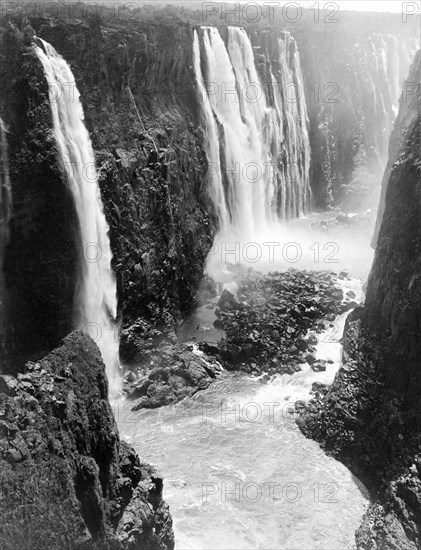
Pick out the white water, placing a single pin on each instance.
(244, 476)
(95, 306)
(264, 173)
(5, 214)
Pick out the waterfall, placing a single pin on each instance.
(5, 214)
(258, 153)
(95, 306)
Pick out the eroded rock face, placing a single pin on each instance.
(67, 480)
(393, 306)
(370, 417)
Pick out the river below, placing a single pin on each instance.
(238, 473)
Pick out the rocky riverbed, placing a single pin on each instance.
(67, 481)
(361, 420)
(272, 323)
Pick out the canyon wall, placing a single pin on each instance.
(66, 480)
(393, 304)
(152, 174)
(370, 417)
(138, 89)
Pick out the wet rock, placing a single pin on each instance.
(319, 365)
(311, 358)
(65, 474)
(171, 373)
(8, 384)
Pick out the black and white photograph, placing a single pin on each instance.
(210, 275)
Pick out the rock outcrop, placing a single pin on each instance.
(67, 481)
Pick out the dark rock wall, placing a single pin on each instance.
(393, 305)
(138, 90)
(66, 480)
(137, 86)
(351, 99)
(370, 418)
(40, 259)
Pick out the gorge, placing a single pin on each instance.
(144, 152)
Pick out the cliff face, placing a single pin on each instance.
(140, 102)
(353, 82)
(370, 417)
(137, 88)
(393, 305)
(67, 481)
(41, 256)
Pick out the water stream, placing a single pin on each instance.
(238, 472)
(95, 306)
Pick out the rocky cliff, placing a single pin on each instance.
(151, 167)
(136, 79)
(67, 481)
(370, 418)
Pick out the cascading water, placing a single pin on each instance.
(5, 214)
(258, 154)
(95, 307)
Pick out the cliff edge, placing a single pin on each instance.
(67, 481)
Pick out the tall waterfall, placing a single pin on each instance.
(258, 150)
(5, 214)
(95, 306)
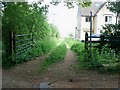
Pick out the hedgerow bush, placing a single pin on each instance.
(55, 56)
(24, 18)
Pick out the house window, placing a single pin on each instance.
(87, 19)
(108, 19)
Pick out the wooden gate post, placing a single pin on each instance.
(86, 41)
(101, 41)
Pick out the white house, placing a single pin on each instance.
(100, 16)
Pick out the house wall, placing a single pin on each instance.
(100, 19)
(85, 27)
(98, 22)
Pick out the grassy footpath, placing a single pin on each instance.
(55, 56)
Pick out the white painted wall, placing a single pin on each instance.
(101, 18)
(98, 22)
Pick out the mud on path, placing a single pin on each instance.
(59, 75)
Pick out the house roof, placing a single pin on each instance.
(95, 8)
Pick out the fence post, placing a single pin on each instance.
(14, 44)
(10, 42)
(86, 40)
(101, 41)
(32, 39)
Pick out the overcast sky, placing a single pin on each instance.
(63, 18)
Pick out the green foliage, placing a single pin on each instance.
(55, 56)
(114, 35)
(114, 6)
(105, 61)
(24, 18)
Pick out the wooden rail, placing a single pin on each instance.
(102, 40)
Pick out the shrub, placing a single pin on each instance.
(105, 61)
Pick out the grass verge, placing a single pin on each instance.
(56, 55)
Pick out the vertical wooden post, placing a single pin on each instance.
(90, 30)
(14, 44)
(10, 43)
(32, 39)
(86, 41)
(101, 41)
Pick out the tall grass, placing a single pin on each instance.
(55, 56)
(105, 61)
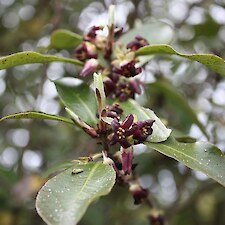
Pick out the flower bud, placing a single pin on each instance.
(139, 193)
(127, 159)
(90, 67)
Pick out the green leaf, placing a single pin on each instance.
(36, 115)
(182, 107)
(213, 62)
(65, 198)
(160, 132)
(155, 33)
(22, 58)
(201, 156)
(64, 39)
(79, 98)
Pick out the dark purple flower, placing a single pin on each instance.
(90, 67)
(121, 131)
(127, 69)
(139, 193)
(118, 31)
(109, 86)
(156, 219)
(85, 51)
(137, 43)
(127, 160)
(142, 129)
(112, 111)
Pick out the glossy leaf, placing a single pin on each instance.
(64, 39)
(65, 198)
(79, 98)
(160, 132)
(36, 115)
(22, 58)
(213, 62)
(177, 101)
(201, 156)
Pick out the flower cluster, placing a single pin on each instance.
(124, 131)
(96, 51)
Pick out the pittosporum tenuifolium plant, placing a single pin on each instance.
(101, 101)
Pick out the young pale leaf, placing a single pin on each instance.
(22, 58)
(99, 91)
(155, 33)
(213, 62)
(78, 98)
(201, 156)
(64, 39)
(160, 132)
(177, 101)
(36, 115)
(65, 198)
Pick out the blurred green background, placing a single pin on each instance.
(28, 148)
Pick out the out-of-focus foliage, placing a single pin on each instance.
(29, 147)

To do:
What is needed is an exact copy of the lines from the line with "Pick out the shrub, placing" to the end of the data above, both included, without any pictures.

Answer for the task:
Pick out the shrub, placing a single pin on each instance.
(105, 61)
Pick out the grass verge, placing a single pin on each instance.
(56, 55)
Pick out the vertical wooden post, placing a single pin on each instance.
(90, 30)
(14, 44)
(10, 43)
(32, 39)
(86, 41)
(101, 41)
Pick out the tall grass, placing a single pin on each instance.
(55, 56)
(105, 61)
Pick out the flower bud, placing a single pin on each instance.
(139, 193)
(127, 159)
(90, 67)
Pick out the green leaf, placing a single pin on each instance.
(36, 115)
(182, 107)
(213, 62)
(65, 198)
(160, 132)
(155, 33)
(22, 58)
(201, 156)
(64, 39)
(79, 98)
Pick out the dark purple flower, placing a single pin on each instance.
(90, 67)
(121, 131)
(127, 69)
(139, 193)
(118, 31)
(109, 86)
(156, 219)
(85, 51)
(137, 43)
(127, 160)
(142, 129)
(112, 111)
Pick out the glossy leaf, placing a single pin on each instance.
(64, 39)
(65, 198)
(79, 98)
(160, 132)
(36, 115)
(22, 58)
(213, 62)
(177, 101)
(201, 156)
Pick out the flower cluster, placing a single pin on each instance.
(124, 131)
(96, 51)
Pick out the pittosporum tenuifolium plant, placing a single pin on each instance.
(101, 101)
Pick out the young pale leaf, placing a single pin on each instance.
(22, 58)
(99, 91)
(155, 33)
(213, 62)
(78, 98)
(201, 156)
(64, 39)
(160, 132)
(177, 101)
(36, 115)
(65, 198)
Pick out the blurred green background, placing a single pin on each instance.
(28, 148)
Pick out the out-of-focus foliage, placing a single pin on each instance.
(29, 147)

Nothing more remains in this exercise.